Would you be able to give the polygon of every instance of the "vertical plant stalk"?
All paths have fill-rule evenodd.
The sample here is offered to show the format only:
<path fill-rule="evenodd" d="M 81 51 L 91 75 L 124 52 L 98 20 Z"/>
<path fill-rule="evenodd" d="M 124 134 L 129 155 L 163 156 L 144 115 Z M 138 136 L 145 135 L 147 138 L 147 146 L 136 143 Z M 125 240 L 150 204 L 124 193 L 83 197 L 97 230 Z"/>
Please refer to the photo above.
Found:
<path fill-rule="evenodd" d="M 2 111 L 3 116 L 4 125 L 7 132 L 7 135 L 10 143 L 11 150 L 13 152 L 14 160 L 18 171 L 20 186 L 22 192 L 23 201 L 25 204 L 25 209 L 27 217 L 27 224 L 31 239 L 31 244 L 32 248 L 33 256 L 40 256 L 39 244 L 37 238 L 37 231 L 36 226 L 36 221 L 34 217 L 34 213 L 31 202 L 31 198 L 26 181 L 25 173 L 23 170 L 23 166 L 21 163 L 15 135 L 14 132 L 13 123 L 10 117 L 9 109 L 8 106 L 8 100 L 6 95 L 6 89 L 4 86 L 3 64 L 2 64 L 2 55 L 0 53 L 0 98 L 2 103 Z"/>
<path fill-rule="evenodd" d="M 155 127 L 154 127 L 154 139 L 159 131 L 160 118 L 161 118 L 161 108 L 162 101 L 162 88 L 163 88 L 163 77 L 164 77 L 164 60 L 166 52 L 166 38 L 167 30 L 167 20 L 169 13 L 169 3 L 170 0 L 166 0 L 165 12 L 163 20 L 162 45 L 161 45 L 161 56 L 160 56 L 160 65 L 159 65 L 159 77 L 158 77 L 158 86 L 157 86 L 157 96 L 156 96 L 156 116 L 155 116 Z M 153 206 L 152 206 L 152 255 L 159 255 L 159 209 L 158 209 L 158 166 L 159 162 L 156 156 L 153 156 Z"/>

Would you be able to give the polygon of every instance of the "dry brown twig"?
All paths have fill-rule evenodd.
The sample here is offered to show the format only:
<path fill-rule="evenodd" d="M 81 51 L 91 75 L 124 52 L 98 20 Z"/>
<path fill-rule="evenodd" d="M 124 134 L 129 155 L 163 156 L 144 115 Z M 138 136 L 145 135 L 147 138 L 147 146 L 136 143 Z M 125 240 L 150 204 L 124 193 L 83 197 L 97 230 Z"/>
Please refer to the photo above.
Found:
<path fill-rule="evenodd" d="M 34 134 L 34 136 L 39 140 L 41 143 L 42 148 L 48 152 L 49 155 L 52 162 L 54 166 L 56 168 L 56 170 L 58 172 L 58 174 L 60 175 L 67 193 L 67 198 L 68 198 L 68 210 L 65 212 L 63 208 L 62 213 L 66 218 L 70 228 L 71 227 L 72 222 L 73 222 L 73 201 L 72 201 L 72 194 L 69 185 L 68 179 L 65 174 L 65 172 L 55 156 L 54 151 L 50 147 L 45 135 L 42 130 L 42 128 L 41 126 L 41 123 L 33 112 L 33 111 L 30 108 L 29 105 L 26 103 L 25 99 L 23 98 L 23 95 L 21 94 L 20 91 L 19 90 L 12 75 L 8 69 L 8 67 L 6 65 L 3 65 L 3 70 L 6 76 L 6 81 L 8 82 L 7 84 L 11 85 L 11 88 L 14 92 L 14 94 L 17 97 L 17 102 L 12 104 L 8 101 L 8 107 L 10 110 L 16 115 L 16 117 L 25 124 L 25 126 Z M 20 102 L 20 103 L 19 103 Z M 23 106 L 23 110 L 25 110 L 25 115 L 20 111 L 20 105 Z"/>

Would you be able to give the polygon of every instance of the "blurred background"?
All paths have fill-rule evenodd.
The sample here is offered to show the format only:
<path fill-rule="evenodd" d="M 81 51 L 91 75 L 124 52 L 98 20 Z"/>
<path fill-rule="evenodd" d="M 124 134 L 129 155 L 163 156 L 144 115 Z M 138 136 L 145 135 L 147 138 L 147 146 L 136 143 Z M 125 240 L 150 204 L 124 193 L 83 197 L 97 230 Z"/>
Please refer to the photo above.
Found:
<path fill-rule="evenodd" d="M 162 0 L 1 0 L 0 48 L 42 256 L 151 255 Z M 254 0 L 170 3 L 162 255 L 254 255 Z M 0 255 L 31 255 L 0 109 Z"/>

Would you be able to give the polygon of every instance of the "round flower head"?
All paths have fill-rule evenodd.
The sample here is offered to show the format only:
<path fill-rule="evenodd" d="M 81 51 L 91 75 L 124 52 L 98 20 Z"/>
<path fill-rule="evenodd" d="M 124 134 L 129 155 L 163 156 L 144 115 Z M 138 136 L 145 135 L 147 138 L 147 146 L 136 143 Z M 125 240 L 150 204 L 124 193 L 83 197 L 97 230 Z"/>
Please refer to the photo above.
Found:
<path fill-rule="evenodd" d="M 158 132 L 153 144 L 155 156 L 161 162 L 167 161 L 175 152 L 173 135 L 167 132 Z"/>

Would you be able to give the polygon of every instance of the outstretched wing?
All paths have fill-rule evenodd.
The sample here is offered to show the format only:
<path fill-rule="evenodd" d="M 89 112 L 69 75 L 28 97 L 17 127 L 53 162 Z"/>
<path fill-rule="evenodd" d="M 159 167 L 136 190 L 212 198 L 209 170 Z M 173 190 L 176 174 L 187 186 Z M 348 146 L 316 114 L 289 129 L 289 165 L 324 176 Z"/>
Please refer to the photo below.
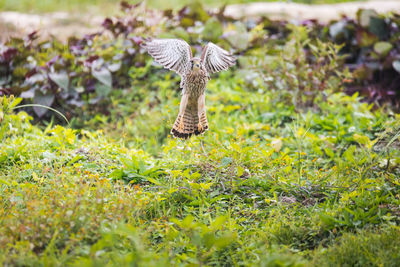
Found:
<path fill-rule="evenodd" d="M 236 64 L 236 58 L 228 51 L 209 42 L 201 53 L 201 62 L 206 67 L 208 73 L 215 73 L 227 70 Z"/>
<path fill-rule="evenodd" d="M 188 70 L 192 50 L 183 40 L 179 39 L 151 39 L 142 47 L 165 68 L 176 71 L 183 76 Z"/>

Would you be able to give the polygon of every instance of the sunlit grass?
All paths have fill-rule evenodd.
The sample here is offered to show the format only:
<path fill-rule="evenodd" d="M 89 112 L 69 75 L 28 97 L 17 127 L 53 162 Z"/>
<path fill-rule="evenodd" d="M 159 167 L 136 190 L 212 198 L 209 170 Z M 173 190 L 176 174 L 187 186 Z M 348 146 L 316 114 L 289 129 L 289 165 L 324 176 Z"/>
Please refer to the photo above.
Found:
<path fill-rule="evenodd" d="M 297 2 L 306 4 L 324 4 L 324 3 L 340 3 L 349 2 L 350 0 L 283 0 L 276 2 Z M 361 0 L 363 1 L 363 0 Z M 131 1 L 138 2 L 137 0 Z M 149 6 L 154 8 L 179 8 L 192 0 L 148 0 Z M 203 4 L 208 6 L 221 6 L 225 4 L 249 3 L 257 2 L 251 0 L 224 0 L 213 1 L 205 0 Z M 274 0 L 270 0 L 274 2 Z M 71 11 L 82 12 L 85 10 L 94 10 L 101 14 L 113 13 L 118 9 L 118 0 L 0 0 L 0 10 L 21 11 L 21 12 L 53 12 L 53 11 Z"/>

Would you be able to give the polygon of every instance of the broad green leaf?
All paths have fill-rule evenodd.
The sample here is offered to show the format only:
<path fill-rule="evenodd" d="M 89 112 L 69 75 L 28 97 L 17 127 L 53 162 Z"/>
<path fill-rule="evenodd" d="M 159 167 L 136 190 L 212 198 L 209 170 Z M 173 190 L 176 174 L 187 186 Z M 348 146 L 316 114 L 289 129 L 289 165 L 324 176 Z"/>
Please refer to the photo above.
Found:
<path fill-rule="evenodd" d="M 400 60 L 393 61 L 392 66 L 398 73 L 400 73 Z"/>
<path fill-rule="evenodd" d="M 42 106 L 46 106 L 46 107 L 50 107 L 54 102 L 54 98 L 55 98 L 54 94 L 51 94 L 51 93 L 43 94 L 42 91 L 36 90 L 35 96 L 33 98 L 33 103 L 42 105 Z M 33 110 L 35 111 L 36 115 L 39 118 L 42 117 L 44 114 L 46 114 L 46 112 L 48 111 L 48 109 L 38 107 L 38 106 L 34 106 Z"/>
<path fill-rule="evenodd" d="M 375 52 L 382 56 L 386 56 L 390 52 L 390 50 L 392 50 L 392 48 L 393 45 L 388 42 L 377 42 L 374 45 Z"/>
<path fill-rule="evenodd" d="M 109 88 L 112 87 L 112 75 L 108 69 L 101 68 L 100 70 L 96 70 L 95 68 L 92 68 L 92 75 L 103 85 Z"/>

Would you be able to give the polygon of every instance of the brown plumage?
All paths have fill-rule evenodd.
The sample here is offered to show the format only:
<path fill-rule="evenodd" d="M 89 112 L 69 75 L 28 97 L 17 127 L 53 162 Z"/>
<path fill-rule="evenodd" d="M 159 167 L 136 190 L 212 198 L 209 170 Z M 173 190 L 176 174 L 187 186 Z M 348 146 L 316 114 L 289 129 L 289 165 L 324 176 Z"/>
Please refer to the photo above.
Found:
<path fill-rule="evenodd" d="M 235 57 L 219 46 L 208 43 L 201 58 L 192 57 L 190 46 L 178 39 L 152 39 L 143 44 L 156 62 L 181 76 L 182 99 L 171 134 L 187 139 L 208 130 L 205 89 L 210 73 L 226 70 Z"/>

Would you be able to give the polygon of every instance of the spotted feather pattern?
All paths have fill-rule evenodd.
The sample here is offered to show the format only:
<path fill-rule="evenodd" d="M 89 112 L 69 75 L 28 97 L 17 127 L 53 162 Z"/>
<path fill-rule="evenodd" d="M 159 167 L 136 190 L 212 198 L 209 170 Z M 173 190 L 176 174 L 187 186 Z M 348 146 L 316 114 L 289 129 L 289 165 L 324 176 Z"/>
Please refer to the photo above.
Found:
<path fill-rule="evenodd" d="M 215 73 L 222 70 L 227 70 L 235 65 L 236 58 L 228 51 L 209 42 L 201 53 L 201 61 L 204 64 L 208 73 Z"/>

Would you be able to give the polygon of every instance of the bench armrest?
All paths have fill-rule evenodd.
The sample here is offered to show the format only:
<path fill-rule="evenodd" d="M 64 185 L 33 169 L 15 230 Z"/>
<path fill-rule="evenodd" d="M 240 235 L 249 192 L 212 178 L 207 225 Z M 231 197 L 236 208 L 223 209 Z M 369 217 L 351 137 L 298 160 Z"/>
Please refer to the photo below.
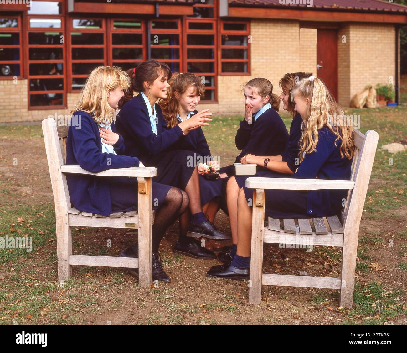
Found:
<path fill-rule="evenodd" d="M 294 178 L 248 178 L 246 187 L 249 189 L 274 190 L 324 190 L 327 189 L 353 189 L 353 180 L 325 179 L 296 179 Z"/>
<path fill-rule="evenodd" d="M 87 174 L 97 176 L 128 176 L 139 178 L 151 178 L 157 175 L 157 168 L 150 167 L 131 167 L 129 168 L 120 168 L 108 169 L 98 173 L 91 173 L 82 169 L 79 165 L 64 164 L 61 166 L 63 173 L 74 174 Z"/>

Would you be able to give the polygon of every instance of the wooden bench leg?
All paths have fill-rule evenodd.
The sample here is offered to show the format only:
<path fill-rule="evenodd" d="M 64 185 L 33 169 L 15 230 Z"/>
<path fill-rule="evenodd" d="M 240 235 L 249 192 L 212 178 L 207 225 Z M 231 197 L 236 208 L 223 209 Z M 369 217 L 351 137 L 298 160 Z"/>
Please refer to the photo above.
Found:
<path fill-rule="evenodd" d="M 264 190 L 253 190 L 253 202 L 249 301 L 260 304 L 261 301 L 261 276 L 263 271 Z"/>
<path fill-rule="evenodd" d="M 358 227 L 359 229 L 359 227 Z M 348 228 L 348 229 L 349 229 Z M 358 230 L 351 228 L 345 230 L 344 234 L 344 247 L 342 252 L 342 267 L 341 270 L 341 293 L 339 305 L 349 309 L 353 302 L 355 268 L 357 252 Z"/>
<path fill-rule="evenodd" d="M 56 221 L 57 254 L 58 256 L 58 278 L 66 281 L 72 276 L 72 266 L 69 256 L 72 254 L 72 232 L 66 216 L 57 216 Z"/>
<path fill-rule="evenodd" d="M 138 178 L 138 285 L 148 288 L 151 273 L 151 179 Z"/>

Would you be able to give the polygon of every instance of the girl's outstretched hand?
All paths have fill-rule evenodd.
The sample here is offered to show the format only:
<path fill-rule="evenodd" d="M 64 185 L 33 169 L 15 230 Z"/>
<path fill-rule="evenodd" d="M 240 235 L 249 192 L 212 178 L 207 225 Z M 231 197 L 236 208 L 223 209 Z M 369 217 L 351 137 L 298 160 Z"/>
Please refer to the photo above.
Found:
<path fill-rule="evenodd" d="M 208 161 L 206 164 L 208 165 L 212 166 L 212 168 L 210 168 L 211 170 L 219 170 L 221 169 L 221 166 L 219 165 L 217 161 Z"/>
<path fill-rule="evenodd" d="M 119 135 L 104 128 L 99 128 L 102 141 L 108 145 L 114 145 L 119 140 Z"/>
<path fill-rule="evenodd" d="M 212 121 L 210 117 L 212 113 L 208 113 L 209 109 L 204 109 L 199 113 L 194 114 L 189 119 L 180 123 L 179 126 L 184 134 L 187 134 L 192 130 L 197 129 L 200 126 L 209 125 L 208 121 Z"/>
<path fill-rule="evenodd" d="M 240 159 L 240 163 L 242 164 L 258 164 L 260 158 L 253 154 L 246 154 Z"/>
<path fill-rule="evenodd" d="M 248 123 L 250 123 L 253 117 L 252 115 L 253 112 L 253 107 L 249 104 L 245 104 L 245 120 Z"/>

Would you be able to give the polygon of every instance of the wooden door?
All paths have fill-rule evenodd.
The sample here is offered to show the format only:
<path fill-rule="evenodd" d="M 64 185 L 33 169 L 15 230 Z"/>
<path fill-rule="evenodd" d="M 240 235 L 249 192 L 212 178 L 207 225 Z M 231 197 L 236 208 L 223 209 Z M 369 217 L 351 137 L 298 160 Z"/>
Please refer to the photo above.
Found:
<path fill-rule="evenodd" d="M 335 29 L 317 31 L 317 75 L 338 101 L 338 33 Z"/>

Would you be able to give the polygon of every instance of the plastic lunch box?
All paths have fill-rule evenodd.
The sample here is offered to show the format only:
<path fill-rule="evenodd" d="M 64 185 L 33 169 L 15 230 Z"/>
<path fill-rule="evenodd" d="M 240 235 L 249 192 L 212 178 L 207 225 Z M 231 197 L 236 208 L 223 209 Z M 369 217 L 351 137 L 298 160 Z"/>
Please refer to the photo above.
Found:
<path fill-rule="evenodd" d="M 234 163 L 234 168 L 236 175 L 254 175 L 256 174 L 257 167 L 257 164 Z"/>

- - -

» WHAT TO PRODUCE
Rescale the material from its beginning through the line with "111 L 3 116", both ends included, and write out every line again, requests included. Multiply each outline coordinate in the answers by 1.35 and round to whole numbers, halves up, but keep the numbers in the requests and format samples as they are.

» WRITTEN SOLUTION
Would you be able to give the polygon of every instance of the "vertical plant stalk"?
All paths have fill-rule evenodd.
The sample here is offered to show the format only:
<path fill-rule="evenodd" d="M 81 51 L 91 75 L 124 52 L 98 20 Z"/>
<path fill-rule="evenodd" d="M 124 134 L 129 155 L 163 156 L 144 115 Z M 138 136 L 145 135 L 147 138 L 147 146 L 136 143 Z M 125 240 L 150 204 L 124 193 L 83 197 L 97 230 Z"/>
Please refer to the photo above.
Found:
<path fill-rule="evenodd" d="M 3 150 L 4 157 L 5 169 L 9 178 L 9 182 L 14 193 L 15 203 L 18 205 L 19 216 L 24 231 L 27 251 L 30 259 L 31 271 L 34 275 L 34 282 L 36 293 L 36 302 L 42 323 L 42 329 L 43 335 L 45 346 L 54 346 L 53 329 L 50 321 L 50 312 L 49 305 L 49 298 L 46 293 L 46 288 L 42 273 L 42 267 L 35 244 L 34 234 L 31 230 L 31 224 L 28 220 L 20 182 L 19 178 L 18 166 L 14 158 L 12 147 L 11 143 L 11 135 L 8 128 L 8 120 L 5 116 L 4 86 L 3 86 L 3 74 L 0 72 L 0 132 L 3 139 Z"/>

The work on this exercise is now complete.